**REQUIRED TASK:**
Reproduce the items between the lines holding "Where can the shadowed" and "<point>222,84</point>", inclusive, with every request kept, and offset each coordinate in the answers by adding 124. Leave the sample coordinates inside the requests unchanged.
[Begin RECORD EXTRACTS]
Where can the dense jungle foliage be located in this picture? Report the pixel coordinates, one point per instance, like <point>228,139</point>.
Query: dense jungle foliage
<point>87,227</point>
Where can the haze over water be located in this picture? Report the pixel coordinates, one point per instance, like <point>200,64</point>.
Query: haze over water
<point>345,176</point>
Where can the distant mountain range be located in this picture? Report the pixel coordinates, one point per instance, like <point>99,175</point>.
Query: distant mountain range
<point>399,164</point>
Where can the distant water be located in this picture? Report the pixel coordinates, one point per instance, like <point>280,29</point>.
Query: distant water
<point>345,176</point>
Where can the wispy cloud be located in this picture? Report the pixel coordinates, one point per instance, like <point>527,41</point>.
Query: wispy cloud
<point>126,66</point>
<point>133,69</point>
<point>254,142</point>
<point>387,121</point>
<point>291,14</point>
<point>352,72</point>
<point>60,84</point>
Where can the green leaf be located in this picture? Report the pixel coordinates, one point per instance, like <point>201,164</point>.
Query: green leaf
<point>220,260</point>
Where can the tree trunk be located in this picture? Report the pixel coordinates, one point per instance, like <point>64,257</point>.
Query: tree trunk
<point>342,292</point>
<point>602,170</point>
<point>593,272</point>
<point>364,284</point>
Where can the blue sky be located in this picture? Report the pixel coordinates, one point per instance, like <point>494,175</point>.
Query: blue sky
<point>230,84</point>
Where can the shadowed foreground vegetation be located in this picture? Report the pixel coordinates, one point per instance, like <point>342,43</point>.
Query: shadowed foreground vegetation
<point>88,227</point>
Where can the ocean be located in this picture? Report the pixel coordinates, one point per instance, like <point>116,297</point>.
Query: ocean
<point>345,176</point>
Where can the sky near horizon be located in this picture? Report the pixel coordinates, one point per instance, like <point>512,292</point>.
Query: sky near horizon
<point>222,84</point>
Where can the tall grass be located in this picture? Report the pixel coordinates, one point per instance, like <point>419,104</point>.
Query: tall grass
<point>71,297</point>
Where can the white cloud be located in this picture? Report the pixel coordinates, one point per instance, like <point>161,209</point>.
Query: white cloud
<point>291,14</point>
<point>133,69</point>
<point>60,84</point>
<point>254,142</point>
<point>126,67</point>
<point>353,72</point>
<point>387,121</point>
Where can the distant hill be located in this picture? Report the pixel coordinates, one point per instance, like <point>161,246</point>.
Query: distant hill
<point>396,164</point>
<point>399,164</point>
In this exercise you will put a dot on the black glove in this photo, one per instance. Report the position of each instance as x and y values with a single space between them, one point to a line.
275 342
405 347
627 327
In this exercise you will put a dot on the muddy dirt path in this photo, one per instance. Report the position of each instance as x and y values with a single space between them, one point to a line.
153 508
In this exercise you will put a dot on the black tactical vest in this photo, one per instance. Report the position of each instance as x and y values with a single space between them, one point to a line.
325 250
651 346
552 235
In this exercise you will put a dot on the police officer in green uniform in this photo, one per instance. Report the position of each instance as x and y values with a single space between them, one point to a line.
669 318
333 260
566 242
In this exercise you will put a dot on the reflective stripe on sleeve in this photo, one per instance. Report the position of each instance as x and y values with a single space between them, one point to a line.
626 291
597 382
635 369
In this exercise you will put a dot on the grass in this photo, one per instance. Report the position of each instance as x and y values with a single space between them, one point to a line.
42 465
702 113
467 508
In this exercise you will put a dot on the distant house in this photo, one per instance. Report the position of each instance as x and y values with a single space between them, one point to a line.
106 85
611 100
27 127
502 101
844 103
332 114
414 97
[End RECORD EXTRACTS]
**OUTPUT BELOW:**
Where can the shadowed foreground vegetation be located in this picture? Report the pixel coordinates, one point per instance, like <point>342,43</point>.
Query: shadowed foreground vegetation
<point>212,351</point>
Where can the ocean be located in this picture? Report the pixel coordinates, one point per instance, like <point>116,297</point>.
Query: ocean
<point>469,300</point>
Where can the sky near horizon be located in this picture? Report the pixel coordinates, one point per instance, like <point>512,292</point>.
Query: sky near horizon
<point>346,208</point>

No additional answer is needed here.